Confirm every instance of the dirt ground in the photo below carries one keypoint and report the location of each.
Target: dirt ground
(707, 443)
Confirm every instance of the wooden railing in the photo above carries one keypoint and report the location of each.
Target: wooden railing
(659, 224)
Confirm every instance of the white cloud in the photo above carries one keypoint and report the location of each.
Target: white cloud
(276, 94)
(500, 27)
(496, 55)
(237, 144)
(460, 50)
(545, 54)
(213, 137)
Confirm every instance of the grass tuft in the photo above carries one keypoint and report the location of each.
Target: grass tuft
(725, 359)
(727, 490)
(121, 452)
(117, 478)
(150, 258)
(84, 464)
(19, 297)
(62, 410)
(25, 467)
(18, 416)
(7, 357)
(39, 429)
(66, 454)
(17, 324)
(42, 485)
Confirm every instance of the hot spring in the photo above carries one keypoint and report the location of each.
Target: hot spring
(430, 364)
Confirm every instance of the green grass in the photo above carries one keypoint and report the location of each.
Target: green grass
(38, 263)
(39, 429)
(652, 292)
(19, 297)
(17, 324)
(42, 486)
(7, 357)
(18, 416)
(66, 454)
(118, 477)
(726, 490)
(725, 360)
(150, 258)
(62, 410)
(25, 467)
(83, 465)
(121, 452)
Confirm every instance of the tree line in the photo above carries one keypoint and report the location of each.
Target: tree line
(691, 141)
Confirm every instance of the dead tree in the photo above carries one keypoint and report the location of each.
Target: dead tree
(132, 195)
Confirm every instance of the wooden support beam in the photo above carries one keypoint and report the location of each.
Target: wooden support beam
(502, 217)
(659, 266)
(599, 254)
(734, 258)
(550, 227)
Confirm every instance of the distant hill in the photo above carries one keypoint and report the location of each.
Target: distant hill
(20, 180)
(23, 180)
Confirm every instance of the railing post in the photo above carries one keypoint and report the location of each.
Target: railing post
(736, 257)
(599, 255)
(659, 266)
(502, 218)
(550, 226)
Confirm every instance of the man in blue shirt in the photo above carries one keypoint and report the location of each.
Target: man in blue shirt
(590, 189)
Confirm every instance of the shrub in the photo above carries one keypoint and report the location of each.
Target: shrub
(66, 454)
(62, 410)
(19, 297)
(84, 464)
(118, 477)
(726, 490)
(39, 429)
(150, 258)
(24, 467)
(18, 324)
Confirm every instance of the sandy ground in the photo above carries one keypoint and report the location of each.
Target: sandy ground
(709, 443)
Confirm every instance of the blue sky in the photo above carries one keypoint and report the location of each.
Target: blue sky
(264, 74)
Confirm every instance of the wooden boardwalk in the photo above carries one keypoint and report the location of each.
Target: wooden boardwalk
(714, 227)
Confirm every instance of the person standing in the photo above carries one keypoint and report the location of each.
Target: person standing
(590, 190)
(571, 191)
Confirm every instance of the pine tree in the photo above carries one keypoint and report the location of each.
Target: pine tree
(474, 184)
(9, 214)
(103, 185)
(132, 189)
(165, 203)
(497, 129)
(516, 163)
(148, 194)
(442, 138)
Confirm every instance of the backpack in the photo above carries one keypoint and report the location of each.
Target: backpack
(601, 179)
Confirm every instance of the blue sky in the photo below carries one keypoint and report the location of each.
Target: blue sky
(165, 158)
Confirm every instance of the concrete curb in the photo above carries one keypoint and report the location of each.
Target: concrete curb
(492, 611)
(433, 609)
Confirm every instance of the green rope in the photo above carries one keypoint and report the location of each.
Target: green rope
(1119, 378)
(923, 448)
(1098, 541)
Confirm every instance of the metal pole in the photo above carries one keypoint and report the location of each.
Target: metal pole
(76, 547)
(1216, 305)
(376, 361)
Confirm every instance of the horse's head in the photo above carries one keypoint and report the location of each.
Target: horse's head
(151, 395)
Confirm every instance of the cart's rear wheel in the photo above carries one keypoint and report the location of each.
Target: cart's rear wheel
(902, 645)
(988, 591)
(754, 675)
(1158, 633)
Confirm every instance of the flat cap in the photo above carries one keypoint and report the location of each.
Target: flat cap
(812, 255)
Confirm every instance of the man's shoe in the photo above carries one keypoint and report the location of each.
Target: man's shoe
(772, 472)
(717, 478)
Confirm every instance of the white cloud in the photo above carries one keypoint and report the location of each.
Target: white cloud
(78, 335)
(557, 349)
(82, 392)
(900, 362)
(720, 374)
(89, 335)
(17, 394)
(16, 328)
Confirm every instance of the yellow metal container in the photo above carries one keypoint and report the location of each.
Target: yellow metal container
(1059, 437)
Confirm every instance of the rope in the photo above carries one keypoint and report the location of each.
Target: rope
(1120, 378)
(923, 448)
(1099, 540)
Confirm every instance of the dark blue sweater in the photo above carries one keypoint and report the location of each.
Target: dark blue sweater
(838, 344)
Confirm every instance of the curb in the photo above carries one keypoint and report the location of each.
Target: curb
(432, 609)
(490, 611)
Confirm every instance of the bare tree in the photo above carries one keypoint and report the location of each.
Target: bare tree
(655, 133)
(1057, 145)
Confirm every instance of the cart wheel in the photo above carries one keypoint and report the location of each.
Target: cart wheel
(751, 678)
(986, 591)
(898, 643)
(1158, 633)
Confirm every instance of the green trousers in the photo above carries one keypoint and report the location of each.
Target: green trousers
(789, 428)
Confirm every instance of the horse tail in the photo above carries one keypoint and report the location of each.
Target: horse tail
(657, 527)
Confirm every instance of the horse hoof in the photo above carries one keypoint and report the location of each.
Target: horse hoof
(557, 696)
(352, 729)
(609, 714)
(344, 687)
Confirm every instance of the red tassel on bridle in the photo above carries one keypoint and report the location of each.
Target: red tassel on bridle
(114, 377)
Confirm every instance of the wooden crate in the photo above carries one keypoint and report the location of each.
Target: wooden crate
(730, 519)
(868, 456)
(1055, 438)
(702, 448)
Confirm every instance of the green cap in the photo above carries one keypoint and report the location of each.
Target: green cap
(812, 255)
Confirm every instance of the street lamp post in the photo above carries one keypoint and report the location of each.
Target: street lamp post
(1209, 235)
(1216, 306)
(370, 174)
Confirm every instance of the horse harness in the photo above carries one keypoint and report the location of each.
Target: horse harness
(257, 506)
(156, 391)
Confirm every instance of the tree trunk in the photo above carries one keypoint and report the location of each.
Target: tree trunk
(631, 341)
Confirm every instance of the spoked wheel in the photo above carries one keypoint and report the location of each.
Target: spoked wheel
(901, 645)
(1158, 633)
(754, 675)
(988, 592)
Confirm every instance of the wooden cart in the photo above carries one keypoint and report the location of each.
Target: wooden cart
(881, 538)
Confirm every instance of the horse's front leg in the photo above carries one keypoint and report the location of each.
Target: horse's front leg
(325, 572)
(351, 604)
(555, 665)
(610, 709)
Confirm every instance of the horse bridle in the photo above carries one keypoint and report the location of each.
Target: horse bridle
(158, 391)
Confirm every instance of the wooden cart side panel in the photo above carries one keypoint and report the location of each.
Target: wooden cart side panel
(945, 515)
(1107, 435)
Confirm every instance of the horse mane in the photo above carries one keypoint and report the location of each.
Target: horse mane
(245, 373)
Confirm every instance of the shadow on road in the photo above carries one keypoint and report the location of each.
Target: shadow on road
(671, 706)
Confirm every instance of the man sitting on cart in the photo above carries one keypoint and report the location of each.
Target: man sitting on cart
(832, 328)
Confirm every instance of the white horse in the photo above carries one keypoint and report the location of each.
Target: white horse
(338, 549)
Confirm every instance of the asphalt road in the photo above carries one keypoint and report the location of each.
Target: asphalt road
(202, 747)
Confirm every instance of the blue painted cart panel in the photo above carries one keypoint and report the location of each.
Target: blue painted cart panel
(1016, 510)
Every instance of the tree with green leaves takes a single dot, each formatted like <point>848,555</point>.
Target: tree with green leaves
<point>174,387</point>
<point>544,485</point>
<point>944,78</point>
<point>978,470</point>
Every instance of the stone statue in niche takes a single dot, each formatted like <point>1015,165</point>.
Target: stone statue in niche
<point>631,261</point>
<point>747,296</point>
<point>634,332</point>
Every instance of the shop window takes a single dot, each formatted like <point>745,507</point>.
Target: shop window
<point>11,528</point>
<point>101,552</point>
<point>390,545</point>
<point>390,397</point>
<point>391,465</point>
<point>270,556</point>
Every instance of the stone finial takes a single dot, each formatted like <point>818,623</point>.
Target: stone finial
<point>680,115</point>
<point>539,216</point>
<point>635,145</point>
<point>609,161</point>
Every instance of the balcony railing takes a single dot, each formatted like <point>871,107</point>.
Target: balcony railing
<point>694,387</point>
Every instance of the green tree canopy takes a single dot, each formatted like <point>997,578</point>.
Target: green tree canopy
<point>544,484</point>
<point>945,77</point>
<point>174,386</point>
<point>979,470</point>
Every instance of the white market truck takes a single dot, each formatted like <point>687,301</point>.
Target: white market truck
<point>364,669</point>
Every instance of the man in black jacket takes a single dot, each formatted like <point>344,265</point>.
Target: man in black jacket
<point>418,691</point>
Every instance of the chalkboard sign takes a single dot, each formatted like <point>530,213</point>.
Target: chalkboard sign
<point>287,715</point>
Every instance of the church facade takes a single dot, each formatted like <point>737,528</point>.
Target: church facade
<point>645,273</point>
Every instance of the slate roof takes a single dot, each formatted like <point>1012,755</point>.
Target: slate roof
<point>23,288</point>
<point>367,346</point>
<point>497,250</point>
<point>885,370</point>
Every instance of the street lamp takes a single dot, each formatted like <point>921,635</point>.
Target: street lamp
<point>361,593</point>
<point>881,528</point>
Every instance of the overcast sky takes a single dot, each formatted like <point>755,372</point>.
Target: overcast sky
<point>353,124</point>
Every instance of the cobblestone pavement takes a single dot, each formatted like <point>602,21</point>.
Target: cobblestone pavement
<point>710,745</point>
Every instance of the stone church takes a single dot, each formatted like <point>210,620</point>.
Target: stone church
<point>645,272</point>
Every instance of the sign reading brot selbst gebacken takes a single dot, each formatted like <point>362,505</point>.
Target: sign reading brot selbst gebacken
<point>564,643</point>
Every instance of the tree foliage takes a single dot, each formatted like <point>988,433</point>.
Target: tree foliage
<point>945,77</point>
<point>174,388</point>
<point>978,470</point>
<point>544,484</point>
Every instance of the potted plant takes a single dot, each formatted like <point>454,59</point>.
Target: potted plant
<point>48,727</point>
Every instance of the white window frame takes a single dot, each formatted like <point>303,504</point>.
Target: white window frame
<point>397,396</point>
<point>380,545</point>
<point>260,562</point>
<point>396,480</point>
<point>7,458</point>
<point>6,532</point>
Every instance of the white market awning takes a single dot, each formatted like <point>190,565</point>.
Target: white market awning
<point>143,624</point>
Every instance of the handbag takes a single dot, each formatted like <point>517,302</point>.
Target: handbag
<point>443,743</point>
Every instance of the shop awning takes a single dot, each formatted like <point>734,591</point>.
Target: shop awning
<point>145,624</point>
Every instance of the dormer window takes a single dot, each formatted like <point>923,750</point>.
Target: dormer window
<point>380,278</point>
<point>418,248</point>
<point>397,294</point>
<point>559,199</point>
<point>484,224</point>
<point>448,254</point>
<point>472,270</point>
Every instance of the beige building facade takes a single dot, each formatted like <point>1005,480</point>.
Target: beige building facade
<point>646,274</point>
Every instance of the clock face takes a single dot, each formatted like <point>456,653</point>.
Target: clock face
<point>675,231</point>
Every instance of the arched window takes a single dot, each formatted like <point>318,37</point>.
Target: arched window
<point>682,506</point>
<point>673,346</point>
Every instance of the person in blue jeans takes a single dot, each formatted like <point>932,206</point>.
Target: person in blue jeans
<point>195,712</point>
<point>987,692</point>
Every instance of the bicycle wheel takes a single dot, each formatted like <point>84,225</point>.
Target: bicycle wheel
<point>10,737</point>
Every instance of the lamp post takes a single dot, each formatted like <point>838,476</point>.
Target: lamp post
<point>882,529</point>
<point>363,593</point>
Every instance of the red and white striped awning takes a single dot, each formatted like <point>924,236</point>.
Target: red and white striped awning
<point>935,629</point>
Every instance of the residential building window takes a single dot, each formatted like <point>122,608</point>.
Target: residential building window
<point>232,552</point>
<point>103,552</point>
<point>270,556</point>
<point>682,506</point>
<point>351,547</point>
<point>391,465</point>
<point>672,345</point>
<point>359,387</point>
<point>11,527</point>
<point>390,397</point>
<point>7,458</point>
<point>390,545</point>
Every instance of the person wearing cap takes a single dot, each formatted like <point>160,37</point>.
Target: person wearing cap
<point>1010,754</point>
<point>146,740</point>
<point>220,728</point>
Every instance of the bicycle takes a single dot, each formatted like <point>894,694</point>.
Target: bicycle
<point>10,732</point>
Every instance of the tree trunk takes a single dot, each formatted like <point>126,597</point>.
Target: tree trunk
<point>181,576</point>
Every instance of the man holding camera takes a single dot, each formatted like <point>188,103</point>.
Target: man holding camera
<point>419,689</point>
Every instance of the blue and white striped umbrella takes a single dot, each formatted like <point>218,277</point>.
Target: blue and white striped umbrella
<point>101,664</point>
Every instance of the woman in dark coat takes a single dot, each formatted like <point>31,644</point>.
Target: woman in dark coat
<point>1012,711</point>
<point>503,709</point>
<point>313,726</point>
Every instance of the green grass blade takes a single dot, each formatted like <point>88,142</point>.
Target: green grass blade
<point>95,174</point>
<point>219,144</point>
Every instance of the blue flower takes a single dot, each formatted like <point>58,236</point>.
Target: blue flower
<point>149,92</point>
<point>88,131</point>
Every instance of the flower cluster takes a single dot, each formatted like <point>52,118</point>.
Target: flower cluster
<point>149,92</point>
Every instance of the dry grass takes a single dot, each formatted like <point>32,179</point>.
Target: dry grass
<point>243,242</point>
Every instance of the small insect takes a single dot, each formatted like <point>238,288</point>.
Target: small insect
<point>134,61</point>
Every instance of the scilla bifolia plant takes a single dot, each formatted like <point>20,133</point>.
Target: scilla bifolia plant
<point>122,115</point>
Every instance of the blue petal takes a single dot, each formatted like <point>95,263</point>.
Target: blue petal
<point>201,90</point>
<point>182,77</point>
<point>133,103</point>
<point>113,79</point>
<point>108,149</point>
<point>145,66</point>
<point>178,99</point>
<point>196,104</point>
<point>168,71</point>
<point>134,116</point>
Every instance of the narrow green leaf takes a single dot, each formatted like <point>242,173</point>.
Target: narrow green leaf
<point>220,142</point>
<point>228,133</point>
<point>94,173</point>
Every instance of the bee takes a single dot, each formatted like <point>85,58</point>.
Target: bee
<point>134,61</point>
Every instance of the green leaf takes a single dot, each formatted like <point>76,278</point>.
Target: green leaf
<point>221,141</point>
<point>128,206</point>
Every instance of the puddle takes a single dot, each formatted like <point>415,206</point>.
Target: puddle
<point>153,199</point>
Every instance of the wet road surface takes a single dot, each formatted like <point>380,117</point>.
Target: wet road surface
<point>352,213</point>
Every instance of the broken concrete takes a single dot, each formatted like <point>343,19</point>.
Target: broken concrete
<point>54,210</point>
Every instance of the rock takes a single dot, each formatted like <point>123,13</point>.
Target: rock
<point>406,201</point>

--- Task requirements ---
Print the line containing "Every instance of the green grass blade" and every line after it to the end of the records above, exactly as written, and nothing else.

--- The reply ---
Every instance of the green grass blade takes a single dot, each formatted like <point>88,142</point>.
Target: green grass blade
<point>95,174</point>
<point>219,144</point>
Every instance of the blue flower takes a single dot, each formatted like <point>58,236</point>.
Target: blue flower
<point>149,92</point>
<point>88,131</point>
Every instance of the flower cluster takes a single dot, each formatted like <point>52,118</point>.
Target: flower cluster
<point>149,92</point>
Every instance of the dry grass takes a single dot, each formatted like <point>32,179</point>.
Target: dry grass
<point>243,242</point>
Every instance of the small insect takes a single dot, each formatted like <point>238,288</point>.
Target: small insect
<point>134,61</point>
Every instance of the scilla bifolia plant takes a single dot, each formatted like <point>20,133</point>.
Target: scilla bifolia plant
<point>122,115</point>
Every instance of the blue petal takes a single dot, each formatted like <point>95,263</point>.
Target: blue petal
<point>201,90</point>
<point>182,77</point>
<point>133,103</point>
<point>113,79</point>
<point>108,149</point>
<point>145,66</point>
<point>178,99</point>
<point>196,104</point>
<point>168,71</point>
<point>134,116</point>
Every instance of the narrow green leaf takes a single dot, each formatted like <point>242,173</point>.
Target: narrow green leaf
<point>220,142</point>
<point>228,133</point>
<point>94,173</point>
Every instance of the bee takes a single dot, each formatted like <point>85,58</point>.
Target: bee
<point>134,61</point>
Every instance of the green leaf takes a single dot, each formatted like <point>76,278</point>.
Target: green leaf
<point>221,141</point>
<point>128,206</point>
Every instance of the puddle takes a single dot, each formatted like <point>415,206</point>.
Target: puddle
<point>153,199</point>
Every instance of the wet road surface takes a single dot, each formatted like <point>380,117</point>.
Target: wet road surface
<point>352,213</point>
Every instance of the broken concrete takes a single dot, each formatted like <point>343,19</point>.
Target: broken concrete
<point>54,210</point>
Every instance of the rock takes a single dot, each formatted like <point>123,13</point>.
Target: rock
<point>406,201</point>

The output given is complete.